-- START OF EXCERPTED TEXT --

Kerrey was thus an "authentic" hero, according to The Washington
Post. His life experience gave him "inner direction" and many saw
in him "a depth and honesty that make him unique," said the Los
Angeles Times.
The idea that a person with such appealing qualities could also be
hiding dark secrets evidently just did not compute in the press
corps. As Jacob Weisberg -- who once wrote a glowing article on
Kerrey in The New Republic entitled "Senator Perfect" -- put it in a
recent Slate on-line commentary: "It has always been easy to
dismiss the perpetrators of war crimes, the Calleys and Karadics, as
moral monsters, people nothing like us. Here we have someone I
knew as a candid, kind, and charming person who turns out to be,
quite possibly, a war criminal . . . . Bob Kerrey is a good person
who evidently did something awful, and possibly something
profoundly evil, on a single day of his life . . . . It shakes our view
of morality itself. If Bob Kerrey could do that, good and evil aren't
fixed within a person for a lifetime."

-- END OF EXCERPTED TEXT --

**REQUEST 1:**
Summarize the excerpt on press coverage of Bob Kerrey in two sentences.

-- START OF MATERIAL PROVIDED --

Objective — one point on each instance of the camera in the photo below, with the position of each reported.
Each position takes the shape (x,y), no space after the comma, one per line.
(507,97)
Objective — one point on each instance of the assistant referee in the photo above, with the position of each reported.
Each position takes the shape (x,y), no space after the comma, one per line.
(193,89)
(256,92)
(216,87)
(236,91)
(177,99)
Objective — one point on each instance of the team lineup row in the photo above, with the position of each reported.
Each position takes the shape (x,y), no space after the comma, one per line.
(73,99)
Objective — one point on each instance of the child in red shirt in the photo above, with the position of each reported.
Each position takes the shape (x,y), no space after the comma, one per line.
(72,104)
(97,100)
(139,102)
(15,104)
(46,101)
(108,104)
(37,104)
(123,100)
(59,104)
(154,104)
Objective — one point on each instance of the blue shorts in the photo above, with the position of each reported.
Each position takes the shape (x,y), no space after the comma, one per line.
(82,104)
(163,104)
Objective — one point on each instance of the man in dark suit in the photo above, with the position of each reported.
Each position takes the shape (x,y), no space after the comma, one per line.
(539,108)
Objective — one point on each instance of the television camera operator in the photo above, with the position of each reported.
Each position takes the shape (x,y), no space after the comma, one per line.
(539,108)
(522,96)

-- END OF MATERIAL PROVIDED --
-- START OF MATERIAL PROVIDED --

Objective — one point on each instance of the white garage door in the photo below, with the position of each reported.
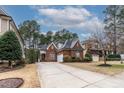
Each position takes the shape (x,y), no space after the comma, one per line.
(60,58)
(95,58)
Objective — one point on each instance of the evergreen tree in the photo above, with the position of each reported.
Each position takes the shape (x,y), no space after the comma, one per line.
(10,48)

-- END OF MATERIAL PROVIDED --

**REQUEST 2:**
Find every line in the records that contains the string "below". Matching is case-sensitive.

**CORRECT RESULT 1:**
The Washington Post called Kerrey an "authentic" hero, and the Los Angeles Times credited him with "a depth and honesty that make him unique." The press corps evidently could not grasp that someone so appealing might hide dark secrets, and Jacob Weisberg wrote in Slate that Kerrey, a good person, evidently did something awful and possibly profoundly evil on a single day, which shakes our view of morality.

**CORRECT RESULT 2:**
Objective — one point on each instance of the camera in the photo below, with the position of each reported.
Objective — one point on each instance of the white garage door in the photo below, with the position of each reported.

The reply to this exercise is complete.